-------- EXTRACT TO READ --------
How IDIQ Contracts Work
An IDIQ contract is an umbrella agreement that establishes the terms, labor categories, rates, and scope of services that a contractor can provide. But the actual work is ordered later through individual task orders (for services) or delivery orders (for products). Think of it as a hunting license — the IDIQ gives you permission to compete for work, but you still have to win each order.
The IDIQ itself specifies a minimum guaranteed amount (often as low as $500) and a maximum ceiling that can range from millions to billions of dollars. The government is only obligated to order the minimum amount, and there’s no guarantee of any particular volume beyond that. Your actual revenue depends entirely on winning individual task orders.
IDIQs typically run for a base period of 5 years with option periods extending to 10-15 years total. This long duration makes them extremely valuable vehicles for building a federal practice, as each recompetition is costly and risky.
Single-Award vs. Multiple-Award IDIQs
A single-award IDIQ goes to one contractor, who receives all task orders without further competition. These are less common but extremely lucrative when awarded. A multiple-award IDIQ (MA-IDIQ) goes to several qualified contractors (sometimes hundreds), who then compete against each other for individual task orders under the vehicle.
For MA-IDIQs, winning the contract is just the first step. Each task order solicitation goes out only to the pool of IDIQ holders, so competition is limited compared to full-and-open procurements. But you’re competing against other pre-qualified firms, so the competition that does exist is high quality.
-------- DATASET --------
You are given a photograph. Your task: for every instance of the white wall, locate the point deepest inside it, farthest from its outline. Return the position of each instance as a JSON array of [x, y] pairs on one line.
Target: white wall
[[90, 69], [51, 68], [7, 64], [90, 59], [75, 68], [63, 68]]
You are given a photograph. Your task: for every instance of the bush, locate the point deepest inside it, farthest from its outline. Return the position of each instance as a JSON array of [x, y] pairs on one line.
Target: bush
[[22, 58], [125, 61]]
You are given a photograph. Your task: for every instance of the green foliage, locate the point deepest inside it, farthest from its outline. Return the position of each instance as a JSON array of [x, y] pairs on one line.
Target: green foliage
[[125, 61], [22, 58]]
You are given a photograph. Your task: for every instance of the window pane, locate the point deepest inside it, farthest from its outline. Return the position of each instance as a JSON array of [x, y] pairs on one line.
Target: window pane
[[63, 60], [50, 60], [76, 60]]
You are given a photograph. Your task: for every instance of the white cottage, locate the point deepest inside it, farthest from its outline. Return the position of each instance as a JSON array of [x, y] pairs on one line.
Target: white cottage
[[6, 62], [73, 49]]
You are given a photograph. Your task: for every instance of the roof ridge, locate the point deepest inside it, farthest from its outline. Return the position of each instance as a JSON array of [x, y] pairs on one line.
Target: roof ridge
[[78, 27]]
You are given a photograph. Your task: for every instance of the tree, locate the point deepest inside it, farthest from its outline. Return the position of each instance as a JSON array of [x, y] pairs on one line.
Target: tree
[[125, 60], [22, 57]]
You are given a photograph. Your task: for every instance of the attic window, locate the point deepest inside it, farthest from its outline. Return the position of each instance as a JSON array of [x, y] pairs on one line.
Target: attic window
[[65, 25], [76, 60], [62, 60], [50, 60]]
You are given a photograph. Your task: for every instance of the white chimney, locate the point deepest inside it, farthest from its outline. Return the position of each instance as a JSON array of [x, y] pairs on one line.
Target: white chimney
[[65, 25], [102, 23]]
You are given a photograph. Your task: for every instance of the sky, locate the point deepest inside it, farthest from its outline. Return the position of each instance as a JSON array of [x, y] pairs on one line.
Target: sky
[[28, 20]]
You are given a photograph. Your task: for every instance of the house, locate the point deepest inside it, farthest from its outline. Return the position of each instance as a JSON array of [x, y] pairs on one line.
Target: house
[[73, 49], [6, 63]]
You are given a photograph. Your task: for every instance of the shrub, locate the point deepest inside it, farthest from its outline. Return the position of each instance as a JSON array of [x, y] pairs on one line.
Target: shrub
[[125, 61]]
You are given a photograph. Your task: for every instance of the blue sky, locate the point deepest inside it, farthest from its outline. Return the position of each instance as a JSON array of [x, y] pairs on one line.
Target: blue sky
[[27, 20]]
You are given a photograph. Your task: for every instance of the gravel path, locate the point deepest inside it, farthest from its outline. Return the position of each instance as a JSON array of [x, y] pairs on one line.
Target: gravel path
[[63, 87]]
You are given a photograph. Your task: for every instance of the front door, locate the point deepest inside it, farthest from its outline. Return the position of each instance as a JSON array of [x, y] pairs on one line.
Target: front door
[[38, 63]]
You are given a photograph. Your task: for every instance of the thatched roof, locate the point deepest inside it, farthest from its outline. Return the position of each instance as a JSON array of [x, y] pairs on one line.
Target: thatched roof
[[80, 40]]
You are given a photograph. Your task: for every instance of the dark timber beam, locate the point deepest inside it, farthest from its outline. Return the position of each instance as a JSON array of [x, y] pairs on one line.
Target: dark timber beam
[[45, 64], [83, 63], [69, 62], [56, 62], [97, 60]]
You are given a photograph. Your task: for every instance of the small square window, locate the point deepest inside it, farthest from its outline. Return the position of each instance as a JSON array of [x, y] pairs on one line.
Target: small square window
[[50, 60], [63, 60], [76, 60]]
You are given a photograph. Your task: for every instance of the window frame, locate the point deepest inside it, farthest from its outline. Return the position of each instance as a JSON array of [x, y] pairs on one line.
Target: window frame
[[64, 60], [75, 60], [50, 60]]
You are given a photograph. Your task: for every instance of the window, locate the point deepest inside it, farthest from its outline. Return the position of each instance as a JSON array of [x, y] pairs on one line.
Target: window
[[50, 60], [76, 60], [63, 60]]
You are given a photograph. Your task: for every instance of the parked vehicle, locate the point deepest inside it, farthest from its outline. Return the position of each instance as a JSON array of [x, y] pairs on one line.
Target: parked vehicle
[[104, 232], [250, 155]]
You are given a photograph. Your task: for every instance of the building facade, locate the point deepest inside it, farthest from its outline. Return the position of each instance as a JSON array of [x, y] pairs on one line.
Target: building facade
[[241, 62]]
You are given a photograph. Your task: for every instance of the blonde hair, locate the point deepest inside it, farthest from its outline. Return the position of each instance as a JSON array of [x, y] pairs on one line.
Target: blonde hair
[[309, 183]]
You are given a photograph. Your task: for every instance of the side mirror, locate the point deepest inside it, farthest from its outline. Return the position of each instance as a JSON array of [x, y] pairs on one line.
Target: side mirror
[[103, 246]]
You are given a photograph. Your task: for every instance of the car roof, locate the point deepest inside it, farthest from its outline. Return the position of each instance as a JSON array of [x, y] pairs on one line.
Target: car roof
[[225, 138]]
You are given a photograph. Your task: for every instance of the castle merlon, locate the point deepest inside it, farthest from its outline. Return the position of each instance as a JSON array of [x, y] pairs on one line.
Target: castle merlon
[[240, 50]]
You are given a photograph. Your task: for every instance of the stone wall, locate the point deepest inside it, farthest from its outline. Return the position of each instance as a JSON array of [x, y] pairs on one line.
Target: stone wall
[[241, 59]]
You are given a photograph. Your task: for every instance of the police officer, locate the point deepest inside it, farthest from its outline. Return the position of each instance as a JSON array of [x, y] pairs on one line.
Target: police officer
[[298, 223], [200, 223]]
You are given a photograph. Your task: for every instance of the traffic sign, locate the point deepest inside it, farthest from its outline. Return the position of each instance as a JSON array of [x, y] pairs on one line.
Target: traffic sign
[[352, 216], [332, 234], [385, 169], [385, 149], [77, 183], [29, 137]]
--------
_USING THE INFORMATION:_
(a) In the text on IDIQ contracts, how long is the base period an IDIQ typically runs?
(b) Please resume the text on IDIQ contracts after its last sentence.

_LIST OF ANSWERS:_
(a) An IDIQ typically runs for a base period of 5 years.

(b)
Government-wide Acquisition Contracts (GWACs) like OASIS, Alliant 3, and SEWP VI are major MA-IDIQs available to all federal agencies. Agency-specific IDIQs (like a particular agency’s IT support vehicle) are only available to that agency but often have smaller pools and less competition.
How Task Order Competition Works
When an agency needs work performed under an IDIQ, they issue a task order Request for Proposal (RFP) to the contract holders. The scope, evaluation criteria, and proposal requirements vary by task order — some are simple best-value competitions, while others are as complex as standalone solicitations.
Fair Opportunity rules require the agency to give all contract holders a chance to compete for task orders above $4,500 (with some exceptions). However, agencies can limit competition to contractors they believe are most capable, and some task orders are awarded on a sole-source basis under the vehicle.
Winning task orders requires the same skills as winning standalone contracts: understanding the requirement, demonstrating technical capability, providing relevant past performance, and pricing competitively. The advantage is that you’re competing against a smaller, pre-qualified pool.
Major Government-Wide IDIQs
Several IDIQs generate tens of billions in annual task order volume and are strategic assets for any contractor fortunate enough to hold a position on them.
- OASIS+ (GSA) — Professional services, $60B ceiling, government-wide
- Alliant 3 (GSA) — IT services and solutions, government-wide
- SEWP VI (NASA) — IT products and product-based services, government-wide
- CIO-SP4 (NIH) — IT services for health and biomedical focus
- 8(a) STARS III (GSA) — IT services set aside for 8(a) firms
- VETS 2 (VA) — IT services set aside for SDVOSBs
Building an IDIQ Strategy
IDIQs are central to federal procurement, especially for IT and professional services. A deliberate strategy for pursuing and winning IDIQ positions, followed by active task order competition, is essential for sustained growth in the federal market.
Start by identifying which IDIQs your competitors hold and which vehicles the agencies you target use most frequently. When recompetitions are announced, invest the resources to submit a competitive proposal. The payoff from a well-positioned IDIQ can sustain your business for a decade.